Exercise objective
As you print the data below, keep every line exactly as it is and leave the images behind.
═══ Data extracts ═══
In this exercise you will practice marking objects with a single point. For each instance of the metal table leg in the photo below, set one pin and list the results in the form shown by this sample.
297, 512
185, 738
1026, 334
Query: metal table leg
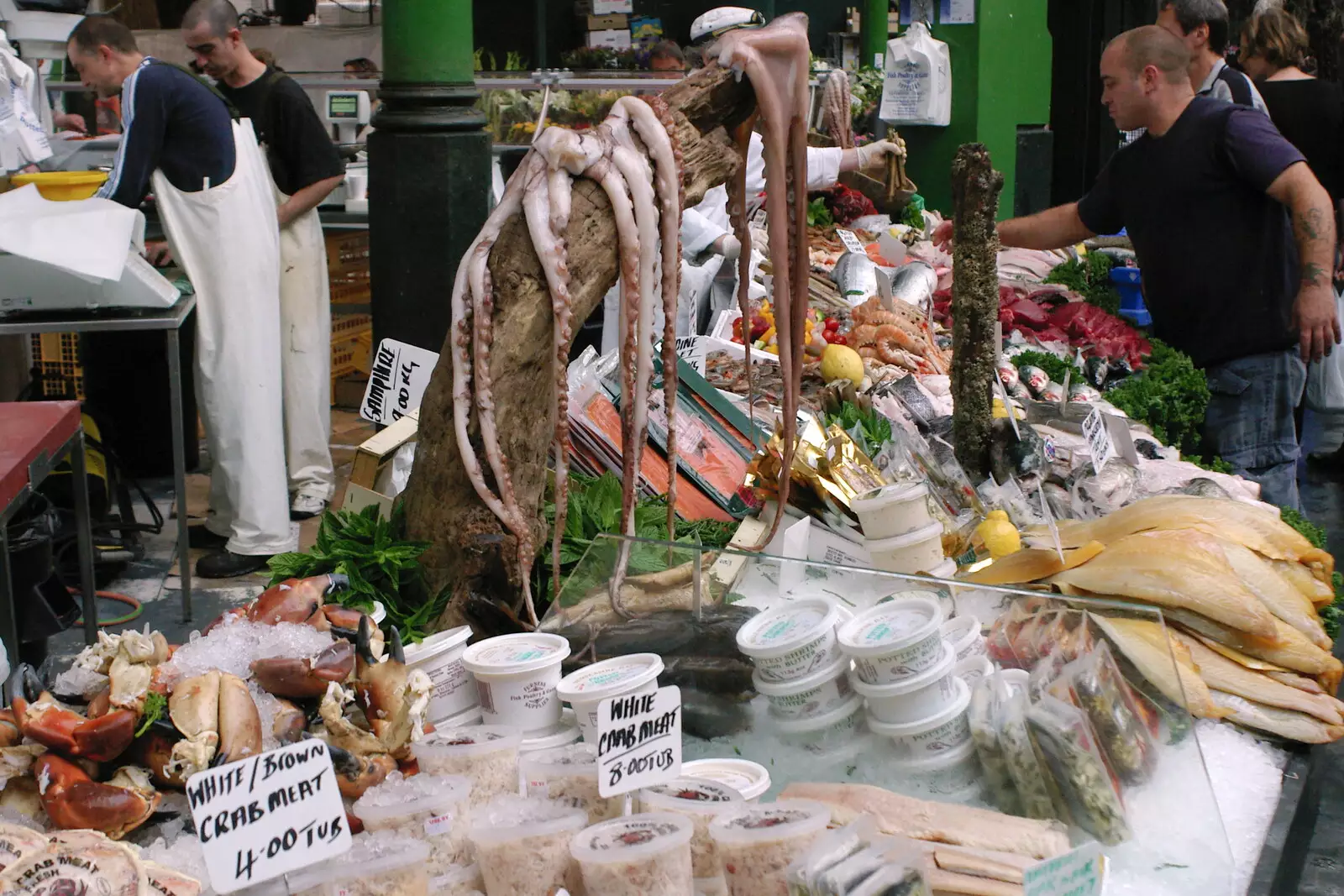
8, 613
85, 533
179, 469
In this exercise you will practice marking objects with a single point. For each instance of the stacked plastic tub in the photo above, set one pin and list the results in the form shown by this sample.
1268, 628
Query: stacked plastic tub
900, 531
905, 669
803, 673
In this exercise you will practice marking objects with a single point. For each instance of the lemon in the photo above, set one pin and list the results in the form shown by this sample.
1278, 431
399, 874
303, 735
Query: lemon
842, 363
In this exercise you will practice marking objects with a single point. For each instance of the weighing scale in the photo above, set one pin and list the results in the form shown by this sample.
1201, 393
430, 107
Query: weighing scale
349, 110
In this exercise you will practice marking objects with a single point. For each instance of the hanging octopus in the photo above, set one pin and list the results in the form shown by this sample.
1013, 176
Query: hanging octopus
636, 159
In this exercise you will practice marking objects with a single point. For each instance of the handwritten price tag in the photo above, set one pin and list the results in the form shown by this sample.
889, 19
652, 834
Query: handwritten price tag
638, 741
268, 815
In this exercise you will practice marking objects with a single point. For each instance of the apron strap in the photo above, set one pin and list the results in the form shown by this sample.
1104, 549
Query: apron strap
233, 110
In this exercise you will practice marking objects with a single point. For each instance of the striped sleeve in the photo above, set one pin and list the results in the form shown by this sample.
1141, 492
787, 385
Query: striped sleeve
143, 123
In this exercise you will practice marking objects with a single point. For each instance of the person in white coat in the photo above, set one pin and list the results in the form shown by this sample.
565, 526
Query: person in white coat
215, 202
304, 170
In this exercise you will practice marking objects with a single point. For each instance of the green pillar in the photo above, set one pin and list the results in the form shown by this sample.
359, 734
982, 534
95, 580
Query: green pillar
873, 31
429, 170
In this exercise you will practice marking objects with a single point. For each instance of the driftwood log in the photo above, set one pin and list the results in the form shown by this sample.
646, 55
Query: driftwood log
974, 304
470, 550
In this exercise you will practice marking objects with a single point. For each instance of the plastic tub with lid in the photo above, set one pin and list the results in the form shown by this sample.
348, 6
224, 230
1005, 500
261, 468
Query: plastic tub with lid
749, 778
964, 634
812, 694
917, 551
616, 678
440, 656
949, 773
517, 676
893, 510
792, 640
523, 846
911, 699
894, 640
826, 732
561, 735
759, 842
569, 775
645, 855
974, 669
376, 864
702, 802
487, 755
425, 808
932, 735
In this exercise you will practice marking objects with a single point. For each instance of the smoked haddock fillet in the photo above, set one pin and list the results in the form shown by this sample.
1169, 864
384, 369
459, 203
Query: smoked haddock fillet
1256, 527
1184, 569
937, 822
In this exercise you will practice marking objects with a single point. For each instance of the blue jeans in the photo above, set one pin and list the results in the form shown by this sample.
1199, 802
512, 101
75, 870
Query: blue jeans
1249, 422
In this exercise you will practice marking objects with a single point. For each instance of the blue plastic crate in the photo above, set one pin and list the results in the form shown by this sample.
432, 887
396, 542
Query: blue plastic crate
1129, 285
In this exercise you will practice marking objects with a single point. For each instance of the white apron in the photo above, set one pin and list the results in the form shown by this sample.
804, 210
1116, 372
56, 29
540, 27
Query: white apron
306, 354
226, 238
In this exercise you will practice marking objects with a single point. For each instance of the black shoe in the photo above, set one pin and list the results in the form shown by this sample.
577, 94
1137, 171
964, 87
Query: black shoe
198, 537
226, 564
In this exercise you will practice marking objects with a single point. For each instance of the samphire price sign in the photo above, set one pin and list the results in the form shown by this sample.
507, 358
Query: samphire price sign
268, 815
638, 741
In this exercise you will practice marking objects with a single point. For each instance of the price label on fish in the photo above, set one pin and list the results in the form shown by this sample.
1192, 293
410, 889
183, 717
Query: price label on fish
1081, 872
638, 741
850, 241
268, 815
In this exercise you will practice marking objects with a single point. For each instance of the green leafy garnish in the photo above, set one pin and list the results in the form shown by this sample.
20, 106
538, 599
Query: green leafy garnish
155, 707
380, 563
1090, 278
817, 214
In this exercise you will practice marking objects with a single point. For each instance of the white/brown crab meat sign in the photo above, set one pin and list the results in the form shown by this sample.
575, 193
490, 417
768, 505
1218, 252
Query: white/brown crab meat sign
268, 815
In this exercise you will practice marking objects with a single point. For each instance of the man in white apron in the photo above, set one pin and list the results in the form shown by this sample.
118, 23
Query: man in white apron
210, 186
304, 168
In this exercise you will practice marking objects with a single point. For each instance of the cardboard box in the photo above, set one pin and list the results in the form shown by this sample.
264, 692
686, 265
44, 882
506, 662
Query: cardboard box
615, 22
611, 39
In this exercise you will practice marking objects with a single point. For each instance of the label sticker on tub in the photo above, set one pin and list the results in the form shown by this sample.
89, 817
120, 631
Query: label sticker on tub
1079, 872
266, 815
638, 741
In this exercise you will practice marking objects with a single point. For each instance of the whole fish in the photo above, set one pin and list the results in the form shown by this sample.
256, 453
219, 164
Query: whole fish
914, 284
857, 277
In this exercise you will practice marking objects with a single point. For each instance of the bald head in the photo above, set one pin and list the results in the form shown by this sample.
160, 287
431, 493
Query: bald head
218, 16
1152, 46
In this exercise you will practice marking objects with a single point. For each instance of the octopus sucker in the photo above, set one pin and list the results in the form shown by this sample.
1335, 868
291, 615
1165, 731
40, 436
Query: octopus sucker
776, 60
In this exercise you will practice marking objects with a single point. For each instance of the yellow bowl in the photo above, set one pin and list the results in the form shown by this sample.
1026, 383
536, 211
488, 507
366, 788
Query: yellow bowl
62, 186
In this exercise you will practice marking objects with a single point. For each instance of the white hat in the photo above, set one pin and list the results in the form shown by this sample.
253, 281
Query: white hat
723, 19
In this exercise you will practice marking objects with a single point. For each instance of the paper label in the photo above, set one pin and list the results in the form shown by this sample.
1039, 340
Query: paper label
638, 741
850, 241
1100, 443
1075, 873
396, 380
268, 815
438, 825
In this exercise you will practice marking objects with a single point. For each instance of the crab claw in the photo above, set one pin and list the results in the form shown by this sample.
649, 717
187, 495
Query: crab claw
306, 678
66, 731
73, 799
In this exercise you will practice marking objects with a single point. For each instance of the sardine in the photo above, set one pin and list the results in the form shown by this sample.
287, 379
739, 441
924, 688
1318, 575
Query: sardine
857, 277
1163, 663
914, 284
1284, 723
1183, 569
1222, 673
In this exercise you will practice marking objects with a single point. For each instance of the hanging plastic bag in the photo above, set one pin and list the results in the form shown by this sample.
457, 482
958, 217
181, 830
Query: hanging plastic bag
917, 87
1326, 378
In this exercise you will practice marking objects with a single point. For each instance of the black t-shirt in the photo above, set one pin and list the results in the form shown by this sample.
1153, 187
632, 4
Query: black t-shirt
299, 148
1218, 255
1310, 114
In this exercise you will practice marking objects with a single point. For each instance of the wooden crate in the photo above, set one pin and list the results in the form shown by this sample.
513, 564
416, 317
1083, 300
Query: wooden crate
347, 266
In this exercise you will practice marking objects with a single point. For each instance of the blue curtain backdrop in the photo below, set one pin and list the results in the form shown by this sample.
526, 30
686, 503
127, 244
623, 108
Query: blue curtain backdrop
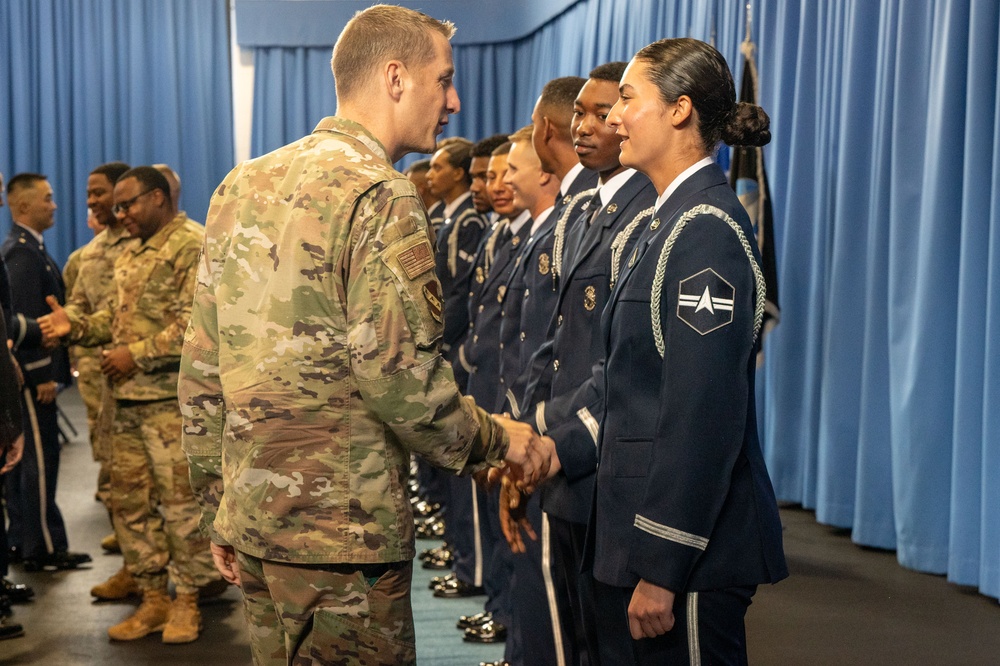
90, 81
═══
Your response
In this exercise you will practice marking objects with a single point. For each instance of the metal table leg in the photo below, set one pin and list the results in the form shown by this sample.
297, 512
185, 738
1026, 334
Query: metal table leg
8, 613
85, 533
179, 469
In this exercise you will practice marking objects with a single point. For each instance of the stacked plastic tub in the photo above, set one pin and list the results in the form shown by this sample.
1268, 628
Query: stacked plastic tub
900, 531
905, 669
803, 673
In this exercise you will practice marking objects with a single point. For each instance of the lemon in the photo above, set one pin and list the results in the form shown by this sample.
1278, 431
399, 874
303, 735
Query: lemon
842, 363
In this exercise you will practice marking objects with a single point. For each instance of the weighing scale in the photo above, set one pin and list the results in the form shown by this sample.
1201, 393
430, 107
Query: weighing scale
349, 110
In this exercise you will practice marking objects with a single point. For each instance of the hanging octopus in the photo above, set one pin and list the results in the form shown by this sample.
1013, 176
Query: hanging octopus
636, 159
In this exercise you will practice marking objects with a single point. For each instance of the handwritten price tag in the photo above, set one pin and list the results in the form shown by this sample.
889, 19
652, 834
Query: handwritten price tag
638, 741
268, 815
In this exercise you will practice marking objects with a single point. For each instance of the apron strap in the photo above, set one pin and list the results in the form shown by this sample.
1104, 549
Query: apron strap
233, 110
In this exercise you will practice marking objects with a single point. For each instance of the striped sleeve in the photo above, set one pin and list the results in the form shown by this sample.
1141, 492
787, 385
Query: striped sleeve
143, 123
In this exercise you will practice marking objects with a single point. For each instance of the person in white coat in the photo above, set one pin and list the results in the form shown by this sample.
565, 526
Query: person in white coat
215, 202
304, 170
In this exercise you will practice marking objects with a single point. For each instance of the green pillar in the photo above, set one pin and list the results in the form shown by this sample.
359, 734
982, 534
95, 580
Query: green pillar
873, 31
429, 170
In this exercise you will practice marking objects with a single point. For each instance of the driftwood log in the photo above, set one pin and list the results in the form shown by this sample.
646, 55
Query: driftwood log
974, 304
470, 550
In this exercise you will practice marking objects with a single point. For each instance of the plastic tub with lid in the photo above, set one pin and list the results in the form shown by this sample.
348, 6
224, 230
1005, 500
261, 468
Query: plastic tub with lid
749, 778
964, 634
812, 694
917, 551
616, 678
440, 656
949, 773
517, 676
893, 510
792, 640
523, 846
911, 699
894, 640
826, 732
561, 735
759, 842
569, 775
645, 855
974, 669
376, 864
702, 802
487, 755
425, 808
932, 735
In this exercise you will practice marking objects with a single point. For each instance of the smoked haddock fillet in the photo above, set one pin and list the results in the form shown by this sample.
1169, 864
384, 369
459, 203
Query: smoked haddock fillet
1256, 527
1184, 569
937, 822
In this exercise you will practice marking objects with a single point. For each instance of the blue jeans in the photo above, set one pin and list the results in the form shown by this sample.
1199, 802
512, 101
75, 870
Query: blue jeans
1249, 422
In this exercise you will practice marking objects with a single point. For each instance of the blue plastic crate in the photo above, set one pin and list the results in the form shown by this sample.
432, 887
396, 542
Query: blue plastic crate
1129, 285
In this exercise you will practice marking objects with a single point. For each instance of the white apron in the photo above, set one pin and list the results in the form shown by this sample.
804, 210
1116, 372
56, 29
540, 27
Query: white apron
306, 354
226, 238
In this exercise you will practice marking objects with a single point. For each instance of the black shoe in the photo above, set one pin and list the results in the form shown by this sample.
577, 94
1137, 171
964, 87
Query: black shoe
198, 537
226, 564
In this exercise you will practice marking objects with a single point. For each instance of the samphire price sign in the photo above, set one pin and list the results in the form shown by this sample.
507, 358
Query: samphire price sign
268, 815
638, 741
In this exercise you will practice marking objects with a single point. For each instance of the price label on fish in the photo above, set one pin and list the results in the form shown by this sample.
1192, 293
410, 889
183, 717
Query: price label on fish
1081, 872
638, 741
850, 241
268, 815
In this exercise you will practice marking objects with a single point. For each instance of the green leafy garnish in the photo above, set one pin and list the results in the form shown by this sample.
20, 106
538, 599
Query: green leafy garnish
155, 707
380, 563
1090, 278
817, 214
In this exercise you will practice marking objects with a single point. For each instance of the white/brown crab meat sign in the photo above, set one pin and list the results in the form shown by this sample.
575, 193
490, 417
768, 505
1218, 252
Query: white/brown crab meat sign
268, 815
In this exercise you will practice marking objects with a single point. For each instance of the man in white apron in the photo above, set one pin and list the results in the form shown by this sample.
118, 23
Query: man in white apron
210, 186
304, 168
In this exercise you will practice marking objects with a single point. For each instance of the cardboard box in the photo above, set one pin and list the results in the form shown by this sample.
264, 692
686, 265
44, 882
506, 662
Query: cardboard box
615, 22
611, 39
In this exercise you will practice marking objects with a single point. For each instance of the label sticker on tub in the photo above, set one pin and list the results in the form shown by this sample.
89, 817
120, 631
Query: label sticker on tub
1079, 872
266, 815
638, 741
In this exercise you will practice marking objects with a single point. For each instance of the whole fish in the photo above, set one pin and list the results in the form shown by this sample.
256, 453
219, 164
Query: whole fish
914, 284
857, 277
In this exercise you will practice marking objects with a single point. For each instance of the bald head in the photo above, set one pin and list the results in the form shown by this sample.
160, 287
431, 493
Query: bald head
218, 16
1152, 46
In this exercise you will practice marking objects with a single point. For each instance of the octopus sucker in the photo above, set one pin and list the results in the form shown by this sample.
1335, 868
291, 615
1165, 731
40, 436
Query: octopus sucker
776, 60
In this exercise you will practice marking objects with a single point. For each instance of the yellow bowl in the photo above, set one pin and list the results in the form shown by this sample.
1026, 383
536, 211
488, 507
366, 788
Query: yellow bowl
62, 186
In this exercise you will practice marking objects with a single point. For each instance of the white hat in the photo above, set one pin and list the results in the form shown by this sample.
253, 281
Query: white hat
723, 19
In this exercise you will practice marking objects with a single point. For each instance of the paper label in the photo above, set one pin and list the results in the form shown by this sample.
1039, 340
Query: paper label
638, 741
850, 241
1100, 443
1075, 873
396, 380
268, 815
438, 825
In this exercise you will practice marking objects with a single point. For each instance of the crab claw in the photo above, set one pin and list the results in the form shown by this sample.
649, 717
187, 495
Query: crab claw
306, 678
66, 731
73, 799
In this exercise you will practice marking objects with a single point. For each instance of the sardine in the photo above, set one pin and list the results in the form shown by this sample.
287, 379
739, 441
924, 688
1318, 575
Query: sardine
857, 277
1163, 663
914, 284
1284, 723
1183, 569
1222, 673
In this exercise you will practice marking objects with a single point. For each instance of the hanging plastic bag in the photo above, set one pin and list the results in the form shown by this sample.
457, 482
958, 217
181, 830
Query: hanging plastic bag
917, 87
1326, 378
In this exercise you will practice marking objects with a single point. For each instance of the black t-shirt in the photo above, set one pin and list the results in the form shown by this sample.
1153, 187
632, 4
Query: black t-shirt
299, 148
1218, 255
1310, 114
In this exercise you will practice marking objects with a single point. For each instance of the wooden crate in the photo above, set one pin and list the results in the form shown by this sample.
513, 564
416, 317
1083, 300
Query: wooden crate
347, 266
In this exercise you will practice marking objects with a single point. For each instance of the blue curtain backdrop in the photo below, set one pin and list the results in the form shown by this sample.
526, 30
686, 503
127, 244
623, 108
Query: blue curtain backdrop
90, 81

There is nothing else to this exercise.